Task details
Lines before the one containing "Where can you spot the woman in tan" are left out; return that line and all lines after it, exactly, through the end of the records below.
[Data records — start]
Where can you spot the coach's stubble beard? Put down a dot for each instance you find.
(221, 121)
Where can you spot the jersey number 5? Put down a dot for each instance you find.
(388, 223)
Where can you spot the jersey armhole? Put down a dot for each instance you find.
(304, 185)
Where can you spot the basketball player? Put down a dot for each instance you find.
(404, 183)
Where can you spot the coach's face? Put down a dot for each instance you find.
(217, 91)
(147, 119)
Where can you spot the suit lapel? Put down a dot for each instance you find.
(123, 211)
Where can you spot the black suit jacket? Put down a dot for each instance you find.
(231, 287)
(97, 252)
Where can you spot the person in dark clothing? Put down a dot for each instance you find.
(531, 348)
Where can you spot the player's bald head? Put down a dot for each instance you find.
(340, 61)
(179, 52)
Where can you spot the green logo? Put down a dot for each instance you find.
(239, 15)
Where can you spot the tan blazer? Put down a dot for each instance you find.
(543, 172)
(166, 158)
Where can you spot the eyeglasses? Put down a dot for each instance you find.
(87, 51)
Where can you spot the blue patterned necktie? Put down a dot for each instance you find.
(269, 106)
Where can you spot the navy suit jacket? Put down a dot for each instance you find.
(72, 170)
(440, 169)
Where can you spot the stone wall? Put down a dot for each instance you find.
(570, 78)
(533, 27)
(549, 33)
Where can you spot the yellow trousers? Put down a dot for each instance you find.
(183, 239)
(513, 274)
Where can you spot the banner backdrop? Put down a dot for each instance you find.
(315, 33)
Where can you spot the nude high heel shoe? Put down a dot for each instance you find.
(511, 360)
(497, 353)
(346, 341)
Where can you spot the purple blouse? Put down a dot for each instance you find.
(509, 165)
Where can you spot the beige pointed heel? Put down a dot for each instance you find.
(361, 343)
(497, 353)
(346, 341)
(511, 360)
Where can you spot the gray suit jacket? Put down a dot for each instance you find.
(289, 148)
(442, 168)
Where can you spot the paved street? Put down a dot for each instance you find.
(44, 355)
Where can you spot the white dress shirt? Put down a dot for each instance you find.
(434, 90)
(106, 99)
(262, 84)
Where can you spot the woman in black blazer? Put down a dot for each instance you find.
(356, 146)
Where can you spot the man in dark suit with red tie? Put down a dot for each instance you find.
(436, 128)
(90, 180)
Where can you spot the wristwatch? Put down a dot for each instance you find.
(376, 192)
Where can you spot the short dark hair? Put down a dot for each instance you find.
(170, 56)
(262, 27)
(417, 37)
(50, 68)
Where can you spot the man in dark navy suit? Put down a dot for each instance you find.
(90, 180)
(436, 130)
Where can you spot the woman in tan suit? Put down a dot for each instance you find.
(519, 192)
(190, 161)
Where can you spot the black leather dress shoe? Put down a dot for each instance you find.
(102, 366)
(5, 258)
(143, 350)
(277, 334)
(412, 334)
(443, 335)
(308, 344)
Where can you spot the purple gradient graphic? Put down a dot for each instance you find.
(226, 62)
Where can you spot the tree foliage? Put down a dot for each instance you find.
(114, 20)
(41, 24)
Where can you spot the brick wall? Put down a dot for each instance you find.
[Data records — finish]
Solution below
Where can you spot the woman in tan suit? Put down a dot for each instance you find.
(519, 192)
(190, 161)
Where can you spot the black leather dress shoe? Put down a dot for each instance you find.
(102, 366)
(5, 258)
(143, 350)
(277, 334)
(412, 334)
(443, 335)
(308, 344)
Where can you spot the purple gradient graphic? Put down a dot for each instance you find.
(226, 62)
Where can you spot the tree foliage? Put down a dot for each instance you find.
(114, 20)
(41, 24)
Where can you spot the brick wall? Put down a dot for each instance you find.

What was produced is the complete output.